Maybe it is necessary so setup a Cache instance or load a file into memory. Use the init function for this purpose:

class ExampleParserBot(Bot):
    def init(self):
        try:
            self.database = pyasn.pyasn(self.database)
        except IOError:
            self.logger.error("pyasn data file does not exist or could not be "
                              "accessed in '%s'." % self.database)
            self.logger.error("Read 'bots/experts/asn_lookup/README.md' and "
                              "follow the procedure.")
            self.stop()

Custom configuration checks

Every bot can define a static method check(parameters) which will be called by intelmqctl check. For example the check function of the ASNLookupExpert:

@staticmethod
def check(parameters):
    if not os.path.exists(parameters.get('database', '')):
        return [["error", "File given as parameter 'database' does not exist."]]
    try:
        pyasn.pyasn(parameters['database'])
    except Exception as exc:
        return [["error", "Error reading database: %r." % exc]]

Running

You can always start any bot directly from command line by calling the executable. The executable will be created during installation a directory for binaries. After adding new bots to the code, install IntelMQ to get the files created. Don't forget to give an bot id as first argument. Also, running bots with other users than intelmq will raise permission errors.

$ sudo -i intelmq
$ intelmqctl run file-output  # if configured
$ intelmq.bots.outputs.file.output file-output

You will get all logging outputs directly on stderr as well as in the log file.

Examples

Check Expert Bots
Check Parser Bots

Parsers

Parsers can use a different, specialized Bot-class. It allows to work on individual elements of a report, splitting the functionality of the parser into multiple functions:

process: getting and sending data, handling of failures etc.
parse: Parses the report and splits it into single elements (e.g. lines). Can be overridden.
parse_line: Parses elements, returns an Event. Can be overridden.
recover_line: In case of failures and for the field raw, this function recovers a fully functional report containing only one element. Can be overridden.

For common cases, like CSV, existing function can be used, reducing the amount of code to implement. In the best case, only parse_line needs to be coded, as only this part interprets the data.

You can have a look at the implementation intelmq/lib/bot.py or at examples, e.g. the DummyBot in intelmq/tests/lib/test_parser_bot.py. This is a stub for creating a new Parser, showing the parameters and possible code:

class MyParserBot(ParserBot):

    def parse(self, report):
        """A generator yielding the single elements of the data.

**Information provided**.
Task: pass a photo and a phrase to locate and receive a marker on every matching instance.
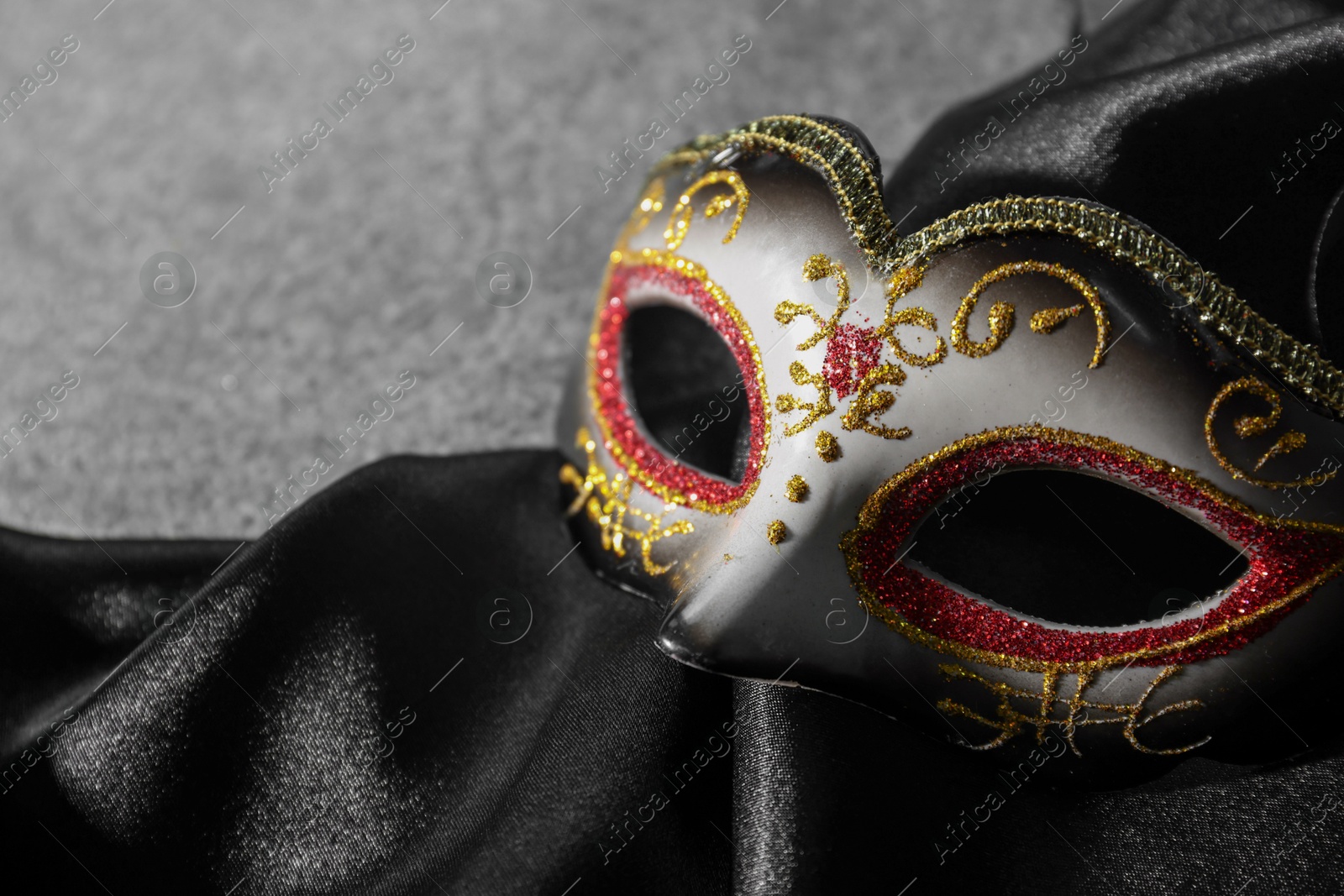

**Written instruction**.
Answer these questions from the IntelMQ excerpt above:
1. Which command calls a bot's static method check(parameters)?
2. What must be given as the first argument when starting a bot directly from the command line?
3. In the best case, which parser function is the only one that needs to be coded?

**Answer for this exercise**.
1. intelmqctl check
2. A bot id
3. parse_line